Text excerpt START


    I’m glad to have no stake in the Star Wars fandom. I’ve never seen the first three, and only saw one of the newer ones while in a hotel in Amsterdam, high as hell on cough syrup (because god bless the British health care system and their treating American students for free with enough codeine to tranq a horse). It took me an hour and a half to figure out I wasn’t losing my mind or my grasp on English– it was just overdubbed in Dutch.

    • ctan says:

      I was a Trekkie before Star Wars, but I was an original Star Wars kid, too. I was what, eleven when it came out? And when it eventually came to HBO I watched it about 50 times, to the point I could quote the entire movie word for word.

      But yeah, when it comes to Star Trek I was deeply into the Original Show when I was a kid in the seventies, and then the animated series, and then I bought the books from SF Book Club of all the scripts. When the first Star Trek movie came out I went on a sort of kind of date with the one really nerdy boy in my class and we loved it. I later watched it again and thought, jeez, this is paced really badly and actually is really dull and boring toward the end. All these long shots of Spock floating through space…what drugs were they on when they made this?

Text excerpt END

* [Instructions]:
1 > In the Star Wars and Star Trek discussion, list every Star Trek work that ctan says they were into or watched.
2 > Extend the Star Wars and Star Trek discussion, starting right after its final sentence.
You can set the records aside, since none of them is needed.

Stored data START

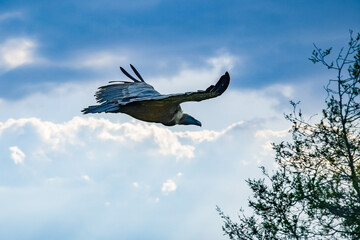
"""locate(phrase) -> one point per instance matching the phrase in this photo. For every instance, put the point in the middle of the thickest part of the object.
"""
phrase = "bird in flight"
(141, 101)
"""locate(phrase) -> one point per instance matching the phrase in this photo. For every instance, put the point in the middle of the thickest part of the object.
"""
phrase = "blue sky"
(107, 176)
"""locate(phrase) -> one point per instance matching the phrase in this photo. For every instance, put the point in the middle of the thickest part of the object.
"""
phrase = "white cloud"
(15, 52)
(17, 155)
(168, 186)
(86, 178)
(269, 133)
(97, 60)
(11, 15)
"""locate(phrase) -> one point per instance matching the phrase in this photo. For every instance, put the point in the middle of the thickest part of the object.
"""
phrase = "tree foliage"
(315, 193)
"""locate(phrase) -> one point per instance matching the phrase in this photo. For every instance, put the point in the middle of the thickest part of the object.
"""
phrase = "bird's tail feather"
(107, 107)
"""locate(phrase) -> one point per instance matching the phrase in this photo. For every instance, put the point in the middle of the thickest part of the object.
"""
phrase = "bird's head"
(186, 119)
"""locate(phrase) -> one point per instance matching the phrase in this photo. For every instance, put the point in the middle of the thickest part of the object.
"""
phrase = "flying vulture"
(141, 101)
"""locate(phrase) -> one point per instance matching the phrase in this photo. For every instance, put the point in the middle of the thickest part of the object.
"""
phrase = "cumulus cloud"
(168, 186)
(97, 60)
(15, 52)
(10, 15)
(59, 135)
(86, 178)
(17, 155)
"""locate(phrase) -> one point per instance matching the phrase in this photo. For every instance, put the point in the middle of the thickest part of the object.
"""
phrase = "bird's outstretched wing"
(211, 92)
(110, 97)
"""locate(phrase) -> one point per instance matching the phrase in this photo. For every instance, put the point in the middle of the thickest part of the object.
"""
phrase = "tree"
(315, 192)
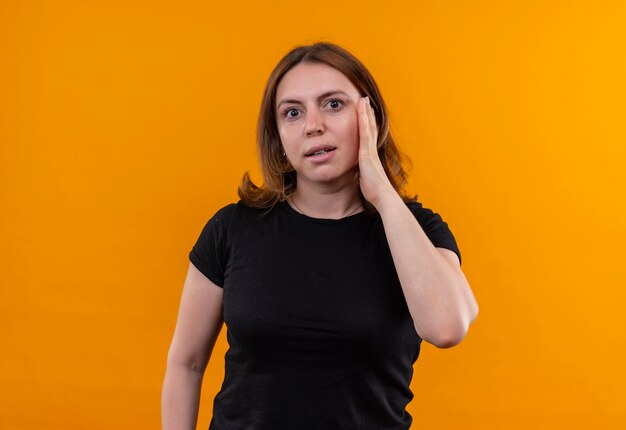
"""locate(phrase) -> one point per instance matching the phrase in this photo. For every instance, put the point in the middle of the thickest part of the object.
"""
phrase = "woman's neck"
(326, 201)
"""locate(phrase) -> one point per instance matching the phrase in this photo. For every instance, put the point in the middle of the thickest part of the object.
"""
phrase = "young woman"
(328, 276)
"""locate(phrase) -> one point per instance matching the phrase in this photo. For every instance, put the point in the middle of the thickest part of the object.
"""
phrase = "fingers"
(367, 125)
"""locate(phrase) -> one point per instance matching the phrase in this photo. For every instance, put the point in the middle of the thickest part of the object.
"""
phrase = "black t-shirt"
(319, 331)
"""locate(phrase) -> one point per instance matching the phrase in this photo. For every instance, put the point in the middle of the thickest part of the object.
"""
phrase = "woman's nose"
(314, 123)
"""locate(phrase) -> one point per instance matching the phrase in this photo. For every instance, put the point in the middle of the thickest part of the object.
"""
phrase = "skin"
(439, 298)
(438, 295)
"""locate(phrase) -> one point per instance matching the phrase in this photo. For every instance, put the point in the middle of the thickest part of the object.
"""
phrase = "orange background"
(124, 125)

Stored data END

* [Answers provided]:
1 > The Original Show, the animated series, the books of all the scripts from SF Book Club, and the first Star Trek movie.

2 >
      But yeah, ST:ID. I watched about the first 45 minutes and was thinking, huh, it’s a pretty good tightly plotted thing they have going on here. corwin called on the phone at that point and I told him so. Then the wheels come off: as soon as they go to the Klingon home planet the plot holes start to get enormous, and then the “big reveal” that he’s Khan? It was like…did they think people going to see this movie didn’t read all the press about how it was a Wrath of Khan remake? And from there it was like a crazed fanfic on steroids, cramming in every possible reference to Wrath of Khan and other ST movies, but with lots of Kirk-Spock reversals, which should have been really cool and awesome and enjoyable and instead just had be going WTF that makes no sense with either this plot OR this character and hang on a second, no, OMG, really? It was to the point it was actually boring me. They really tried to do too much and didn’t actually play to the strengths of ANY of the actors (Cumberbatch is wasted on a script where he barely even has any lines…?!). And I could go on. You can see how hard the filmmakers tried, but they really failed. Sigh. I *wanted* to like it. I really did.

      • sanders says:

        EXACTLY. It was like every character we knew and maybe liked from the first movie was put through a blender then strained through the worst dregs of fanfic then smacked into a plot that was written in a chat room by a team of cracked-out monkeys with a grudge against women and logic.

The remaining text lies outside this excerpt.